Stated goal 1 → Return the whole forum thread on choosing a TIG welder word for word, from its title to its final line.

Text passage →

§ §

# Help me decide which TIG welder



## mtnbikeracing (Apr 26, 2013)

I have been looking at picking up my own welder and could use some advice on which one. The two welders I am looking at is either the Miller Maxstar 150 STH or the Miller Maxstar 200DX. First off I will be using the welder to build a couple steel frames a year. Will the Maxstar 150 be good enough or am I going to miss the additional features and amps of the 200DX? Thanks in advance for your help.


----------



## Walt (Jan 23, 2004)

Do a search. This has been discussed a billion times. 

For bikes, you don't need to worry about max amperage. 75 amps is plenty. 

If you like to do non-bike welding projects, more power/features (I'd look for something that can do AC and pulse) can be fun. On the other hand, you might not use those features and be better off with a cheap MIG for when you want to stick a bumper back together.

-Walt


----------



## Barman1 (Jan 8, 2014)

Are you using 115v or 230? Duty cycles and max amperage vary widely depending on input power.
Any other uses for it in the future? You can't make a smaller welder do a bigger job but the opposite does apply in this case.
I picked up a 185 amp and with the crummy duty cycle and lack of true output amperage it restricted the jobs I could take. It would have been nice to do some extra side work to pay for all my shop gear.
I learned my lesson and am between welders now.


----------



## mhelander (May 9, 2014)

Welding ever aluminum ? Then need TIG which does also AC and enough amps.

Mine is Wallius Wameta 2000, works for both.

Sent from Lumia phone using Tapatalk


----------



## Oscardog (Apr 2, 2013)

§ §

Data excerpts →
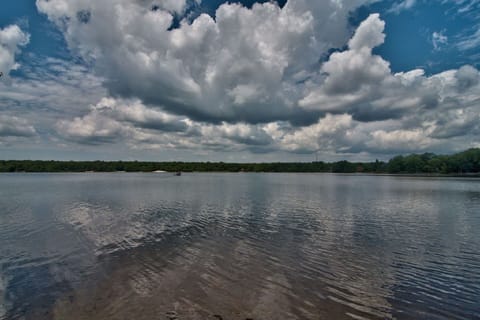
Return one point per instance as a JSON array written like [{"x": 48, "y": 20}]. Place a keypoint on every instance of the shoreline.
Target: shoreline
[{"x": 411, "y": 175}]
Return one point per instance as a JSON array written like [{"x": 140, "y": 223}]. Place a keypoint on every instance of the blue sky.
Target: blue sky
[{"x": 240, "y": 118}]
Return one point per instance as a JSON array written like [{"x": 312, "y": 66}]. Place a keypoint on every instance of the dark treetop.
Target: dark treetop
[{"x": 464, "y": 163}]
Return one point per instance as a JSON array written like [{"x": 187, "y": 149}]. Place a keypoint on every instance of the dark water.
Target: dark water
[{"x": 238, "y": 246}]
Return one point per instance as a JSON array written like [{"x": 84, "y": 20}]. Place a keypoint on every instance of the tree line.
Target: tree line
[{"x": 463, "y": 163}]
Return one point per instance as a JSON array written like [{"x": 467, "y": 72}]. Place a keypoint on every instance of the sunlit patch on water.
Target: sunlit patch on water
[{"x": 238, "y": 246}]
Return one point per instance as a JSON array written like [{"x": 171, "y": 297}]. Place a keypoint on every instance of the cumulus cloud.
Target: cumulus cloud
[
  {"x": 232, "y": 68},
  {"x": 402, "y": 5},
  {"x": 12, "y": 38},
  {"x": 439, "y": 40},
  {"x": 11, "y": 126}
]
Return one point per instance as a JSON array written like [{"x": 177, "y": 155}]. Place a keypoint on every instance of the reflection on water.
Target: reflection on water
[{"x": 238, "y": 246}]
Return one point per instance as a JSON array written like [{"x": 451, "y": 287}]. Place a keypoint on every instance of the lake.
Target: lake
[{"x": 238, "y": 246}]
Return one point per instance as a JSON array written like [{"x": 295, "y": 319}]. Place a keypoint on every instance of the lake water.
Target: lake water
[{"x": 238, "y": 246}]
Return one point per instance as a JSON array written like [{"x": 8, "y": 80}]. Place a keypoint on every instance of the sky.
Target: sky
[{"x": 248, "y": 81}]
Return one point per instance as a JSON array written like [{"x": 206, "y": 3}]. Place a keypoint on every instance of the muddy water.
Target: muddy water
[{"x": 238, "y": 246}]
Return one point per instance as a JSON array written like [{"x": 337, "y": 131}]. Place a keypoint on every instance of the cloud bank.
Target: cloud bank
[{"x": 259, "y": 80}]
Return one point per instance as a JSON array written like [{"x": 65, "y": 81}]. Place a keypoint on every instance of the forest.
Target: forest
[{"x": 463, "y": 163}]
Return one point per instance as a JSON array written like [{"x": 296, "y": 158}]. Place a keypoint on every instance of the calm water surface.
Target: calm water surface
[{"x": 238, "y": 246}]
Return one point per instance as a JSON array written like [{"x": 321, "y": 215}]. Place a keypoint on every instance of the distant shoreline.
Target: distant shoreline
[
  {"x": 463, "y": 164},
  {"x": 406, "y": 175}
]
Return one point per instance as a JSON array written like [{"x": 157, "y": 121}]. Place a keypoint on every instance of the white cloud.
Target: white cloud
[
  {"x": 231, "y": 68},
  {"x": 248, "y": 81},
  {"x": 439, "y": 40},
  {"x": 11, "y": 39},
  {"x": 402, "y": 6},
  {"x": 11, "y": 126}
]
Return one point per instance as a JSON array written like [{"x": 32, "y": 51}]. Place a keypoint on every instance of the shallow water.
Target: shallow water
[{"x": 238, "y": 246}]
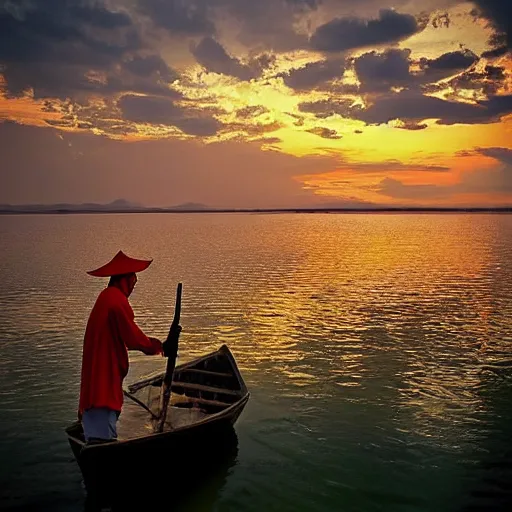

§ §

Stated goal 2 → Retype everything in the records from the line containing "calm water surface." down to the end of the records, both ends included, keeping each line unchanged. Leave the pictures out of your answer.

Exercise answer 1 →
# Help me decide which TIG welder



## mtnbikeracing (Apr 26, 2013)

I have been looking at picking up my own welder and could use some advice on which one. The two welders I am looking at is either the Miller Maxstar 150 STH or the Miller Maxstar 200DX. First off I will be using the welder to build a couple steel frames a year. Will the Maxstar 150 be good enough or am I going to miss the additional features and amps of the 200DX? Thanks in advance for your help.


----------



## Walt (Jan 23, 2004)

Do a search. This has been discussed a billion times. 

For bikes, you don't need to worry about max amperage. 75 amps is plenty. 

If you like to do non-bike welding projects, more power/features (I'd look for something that can do AC and pulse) can be fun. On the other hand, you might not use those features and be better off with a cheap MIG for when you want to stick a bumper back together.

-Walt


----------



## Barman1 (Jan 8, 2014)

Are you using 115v or 230? Duty cycles and max amperage vary widely depending on input power.
Any other uses for it in the future? You can't make a smaller welder do a bigger job but the opposite does apply in this case.
I picked up a 185 amp and with the crummy duty cycle and lack of true output amperage it restricted the jobs I could take. It would have been nice to do some extra side work to pay for all my shop gear.
I learned my lesson and am between welders now.


----------



## mhelander (May 9, 2014)

Welding ever aluminum ? Then need TIG which does also AC and enough amps.

Mine is Wallius Wameta 2000, works for both.

Sent from Lumia phone using Tapatalk


----------



## Oscardog (Apr 2, 2013)

Exercise answer 2 →
Return one point per instance as a JSON array written like [{"x": 296, "y": 158}]. Place a keypoint on every instance of the calm water surface.
Target: calm water surface
[{"x": 238, "y": 246}]
Return one point per instance as a JSON array written like [{"x": 321, "y": 215}]. Place a keypoint on every instance of the distant shoreline.
Target: distant shoreline
[
  {"x": 463, "y": 164},
  {"x": 406, "y": 175}
]
Return one point per instance as a JSON array written like [{"x": 157, "y": 121}]. Place a keypoint on every instance of the white cloud.
Target: white cloud
[
  {"x": 231, "y": 68},
  {"x": 248, "y": 81},
  {"x": 439, "y": 40},
  {"x": 11, "y": 39},
  {"x": 402, "y": 6},
  {"x": 11, "y": 126}
]
Return one point per instance as a JSON array written like [{"x": 32, "y": 51}]. Place a keypoint on every instance of the shallow water.
Target: shallow water
[{"x": 238, "y": 246}]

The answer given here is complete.